DATA FOR THIS EXERCISE:
-*-*-
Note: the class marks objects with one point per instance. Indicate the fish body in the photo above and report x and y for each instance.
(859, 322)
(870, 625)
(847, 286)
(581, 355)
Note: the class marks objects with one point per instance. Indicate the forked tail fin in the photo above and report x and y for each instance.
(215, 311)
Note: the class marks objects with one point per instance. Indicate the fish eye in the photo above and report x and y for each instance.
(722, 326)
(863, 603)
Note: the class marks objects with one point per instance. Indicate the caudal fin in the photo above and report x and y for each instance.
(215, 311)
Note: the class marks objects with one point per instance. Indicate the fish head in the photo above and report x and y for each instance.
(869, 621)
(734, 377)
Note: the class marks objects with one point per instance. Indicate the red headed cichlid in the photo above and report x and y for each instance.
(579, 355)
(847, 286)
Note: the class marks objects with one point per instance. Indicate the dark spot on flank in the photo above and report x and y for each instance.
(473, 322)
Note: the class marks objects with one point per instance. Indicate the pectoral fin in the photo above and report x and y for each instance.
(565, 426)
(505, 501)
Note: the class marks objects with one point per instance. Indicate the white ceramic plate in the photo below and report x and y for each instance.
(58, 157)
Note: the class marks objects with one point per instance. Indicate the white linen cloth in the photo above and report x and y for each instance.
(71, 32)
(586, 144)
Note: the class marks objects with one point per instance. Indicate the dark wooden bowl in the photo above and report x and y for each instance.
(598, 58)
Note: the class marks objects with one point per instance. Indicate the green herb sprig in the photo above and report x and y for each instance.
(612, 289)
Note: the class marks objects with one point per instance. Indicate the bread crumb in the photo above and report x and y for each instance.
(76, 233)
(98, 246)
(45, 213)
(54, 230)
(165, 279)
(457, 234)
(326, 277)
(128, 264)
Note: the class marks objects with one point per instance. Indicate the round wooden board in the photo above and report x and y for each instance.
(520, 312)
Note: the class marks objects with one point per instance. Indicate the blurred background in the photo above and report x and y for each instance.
-*-*-
WHAT THE EXERCISE ASKS:
Please go through all of the data above and swap each "Indicate" for "Locate", keeping everything else as it is.

TASK OUTPUT:
Note: the class marks objects with one point per instance. Locate the fish body in the photo above and report x and y for each instance.
(859, 322)
(870, 625)
(847, 286)
(581, 355)
Note: the class marks objects with one point per instance. Locate the forked tail fin in the photo above and report x and y for each instance.
(215, 311)
Note: the class marks objects with one point per instance. Locate the fish eye in the photo above and report x and y for each instance.
(722, 326)
(863, 603)
Note: the class marks objects with one point per instance. Locate the caudal fin in the photo above and report x and y for each instance.
(215, 311)
Note: the class marks objects with one point per instance. Locate the fish head in the photo above and report x and y for each instance.
(869, 621)
(734, 377)
Note: the class marks objects with one point per instance. Locate the red headed cichlid in the photo above and report x and y for each instance.
(579, 355)
(847, 286)
Note: the class marks objects with one point per instance. Locate the dark spot on flank in the photo above and report x and y for each instance.
(473, 322)
Note: the class marks objects with one point per instance. Locate the pectoral fin in the photo above and report x and y for each instance.
(565, 426)
(505, 501)
Note: the class marks objects with one point per instance. Locate the white ceramic plate in the photo below and report x and y for each instance.
(58, 157)
Note: the class marks objects with one point per instance. Locate the white linen cloth in the photo above and report x and y for each instance.
(71, 32)
(586, 144)
Note: the class marks objects with one point per instance. Locate the dark wooden bowl in the photo above and report x and y for each instance.
(598, 58)
Note: the class marks objects with one point per instance. Locate the green herb sprig in the photo above and report x and y for each instance.
(612, 289)
Note: the class marks objects with one point per instance. Locate the bread crumb in the photo above and report x and y for each instance.
(76, 233)
(98, 246)
(45, 213)
(54, 230)
(165, 279)
(457, 234)
(326, 277)
(128, 264)
Note: the class marks objects with one point per instance. Locate the round wooden board in the photo above and report x and y for each instance.
(520, 312)
Note: the class marks objects with one point per instance. Locate the blurred background in the photo above and report x and y for each instance.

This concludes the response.